Your task is to write out every line of the data exactly. Drop the pictures.

## Supplied data
....................
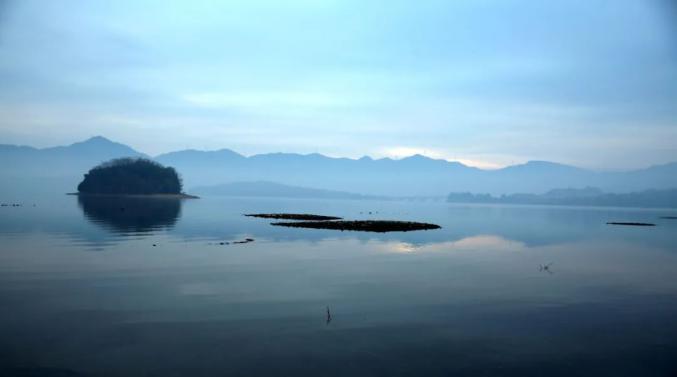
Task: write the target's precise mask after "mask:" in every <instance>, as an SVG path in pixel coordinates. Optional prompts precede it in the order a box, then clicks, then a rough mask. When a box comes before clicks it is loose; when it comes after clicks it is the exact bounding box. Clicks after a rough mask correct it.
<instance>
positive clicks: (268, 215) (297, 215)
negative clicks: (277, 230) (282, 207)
mask: <svg viewBox="0 0 677 377" xmlns="http://www.w3.org/2000/svg"><path fill="white" fill-rule="evenodd" d="M245 216H248V217H260V218H262V219H279V220H308V221H315V220H341V218H340V217H335V216H322V215H311V214H307V213H252V214H245Z"/></svg>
....................
## Expected answer
Task: write the target's precise mask after "mask:" in every <instance>, as an SVG path in pixel coordinates. Optional prompts precede it in the order a box, then clicks, then a rough mask. When a box comes before clicks it is loose; when it comes after clicks it is the exact bounding box. Clicks after a rough mask correct it.
<instance>
positive clicks: (268, 215) (297, 215)
negative clicks: (277, 230) (282, 207)
mask: <svg viewBox="0 0 677 377" xmlns="http://www.w3.org/2000/svg"><path fill="white" fill-rule="evenodd" d="M245 216H248V217H260V218H262V219H279V220H308V221H315V220H341V218H340V217H335V216H322V215H311V214H307V213H252V214H245Z"/></svg>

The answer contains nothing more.